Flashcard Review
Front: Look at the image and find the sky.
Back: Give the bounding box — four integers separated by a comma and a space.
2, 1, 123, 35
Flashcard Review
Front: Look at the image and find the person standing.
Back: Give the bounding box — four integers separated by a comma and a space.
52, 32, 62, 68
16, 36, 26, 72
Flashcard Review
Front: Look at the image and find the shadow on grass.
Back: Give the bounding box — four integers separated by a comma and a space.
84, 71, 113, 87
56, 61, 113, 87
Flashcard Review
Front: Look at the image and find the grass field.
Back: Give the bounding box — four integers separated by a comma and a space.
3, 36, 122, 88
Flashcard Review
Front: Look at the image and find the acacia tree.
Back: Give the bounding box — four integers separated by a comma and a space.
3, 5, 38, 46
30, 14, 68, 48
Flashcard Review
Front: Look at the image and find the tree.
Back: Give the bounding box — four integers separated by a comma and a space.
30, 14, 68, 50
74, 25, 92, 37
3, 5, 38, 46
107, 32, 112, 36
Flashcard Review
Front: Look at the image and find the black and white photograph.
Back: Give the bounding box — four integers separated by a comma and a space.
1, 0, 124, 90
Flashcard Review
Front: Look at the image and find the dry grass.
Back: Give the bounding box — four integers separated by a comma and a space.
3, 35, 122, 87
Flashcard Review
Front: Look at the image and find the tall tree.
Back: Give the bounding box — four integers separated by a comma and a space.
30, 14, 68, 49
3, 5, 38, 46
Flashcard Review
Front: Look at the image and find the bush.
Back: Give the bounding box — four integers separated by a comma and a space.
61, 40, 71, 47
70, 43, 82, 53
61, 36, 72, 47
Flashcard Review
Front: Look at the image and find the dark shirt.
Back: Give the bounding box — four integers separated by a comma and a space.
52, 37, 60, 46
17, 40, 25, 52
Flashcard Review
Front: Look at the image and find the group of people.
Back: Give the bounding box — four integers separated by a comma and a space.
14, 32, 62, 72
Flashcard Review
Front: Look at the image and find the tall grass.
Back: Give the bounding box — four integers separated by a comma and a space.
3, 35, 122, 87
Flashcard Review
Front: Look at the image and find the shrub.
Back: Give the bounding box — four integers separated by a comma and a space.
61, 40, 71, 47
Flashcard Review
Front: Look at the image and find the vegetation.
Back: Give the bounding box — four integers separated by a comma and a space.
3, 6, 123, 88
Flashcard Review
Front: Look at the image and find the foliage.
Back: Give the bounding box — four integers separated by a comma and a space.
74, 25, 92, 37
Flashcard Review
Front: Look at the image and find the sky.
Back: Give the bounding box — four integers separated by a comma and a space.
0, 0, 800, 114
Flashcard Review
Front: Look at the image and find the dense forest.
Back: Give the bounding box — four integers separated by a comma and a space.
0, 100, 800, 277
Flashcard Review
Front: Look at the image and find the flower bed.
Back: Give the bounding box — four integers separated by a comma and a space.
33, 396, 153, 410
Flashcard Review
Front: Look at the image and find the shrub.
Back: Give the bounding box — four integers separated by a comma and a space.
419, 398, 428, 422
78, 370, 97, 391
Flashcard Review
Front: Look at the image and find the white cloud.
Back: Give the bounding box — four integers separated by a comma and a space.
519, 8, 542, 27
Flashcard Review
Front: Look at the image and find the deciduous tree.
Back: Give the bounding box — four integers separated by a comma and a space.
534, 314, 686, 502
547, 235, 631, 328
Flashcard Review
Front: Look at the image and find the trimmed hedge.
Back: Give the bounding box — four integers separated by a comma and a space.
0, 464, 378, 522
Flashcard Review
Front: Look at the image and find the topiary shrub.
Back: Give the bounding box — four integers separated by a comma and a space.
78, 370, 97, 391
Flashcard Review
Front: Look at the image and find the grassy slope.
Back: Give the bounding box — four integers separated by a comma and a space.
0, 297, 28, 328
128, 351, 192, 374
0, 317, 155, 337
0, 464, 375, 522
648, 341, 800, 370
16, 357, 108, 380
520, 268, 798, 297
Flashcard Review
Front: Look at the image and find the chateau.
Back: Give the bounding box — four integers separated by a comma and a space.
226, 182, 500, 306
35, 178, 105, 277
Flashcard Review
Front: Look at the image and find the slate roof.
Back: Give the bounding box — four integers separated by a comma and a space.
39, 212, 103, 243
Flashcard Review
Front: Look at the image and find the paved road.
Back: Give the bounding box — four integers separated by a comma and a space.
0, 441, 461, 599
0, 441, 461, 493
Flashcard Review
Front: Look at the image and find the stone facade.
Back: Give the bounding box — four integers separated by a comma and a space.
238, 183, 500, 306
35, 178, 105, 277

-=-=-=-=-

## [TASK DIRECTIONS]
Please add 68 to each bounding box coordinate in the answers, then write out the listing again with its requests, from the first line of the listing through the line holding "1, 0, 124, 90", inclusive.

## [RESULT]
Flashcard Review
Front: Look at the image and find the sky.
Back: Give the bounding box — four integers separated by a comma and a space.
70, 69, 191, 103
Flashcard Review
Front: Look at the image and find the person standing.
Back: Give the bounding box — four integers separated by a comma and a space.
120, 100, 130, 136
84, 104, 94, 140
Flashcard Review
Front: Look at the image and find the shadow on grass.
Back: Give the bounding box — four integers separated by a comma and a space.
152, 139, 181, 155
124, 129, 181, 155
Flashcard Review
Front: Look at the image and find the grass field.
Back: Give the bounding box — four integers separated by a comma and a space.
71, 104, 190, 156
Flashcard Review
Front: Look at the image and find the acacia tree.
Back: Give the bounding box — four integers separated by a comma and a space.
71, 73, 106, 114
98, 82, 136, 116
Flashcard Review
Front: Look at the image and find the tree.
Back: Give the bounding box — four integers separated by a comma and a space.
98, 82, 136, 118
142, 93, 160, 105
71, 73, 106, 114
175, 100, 180, 104
Flashcard Review
Front: Look at the image and find the black and white photograph.
Back: Give the bounding box — four integers separated by a comma and a space.
69, 68, 192, 158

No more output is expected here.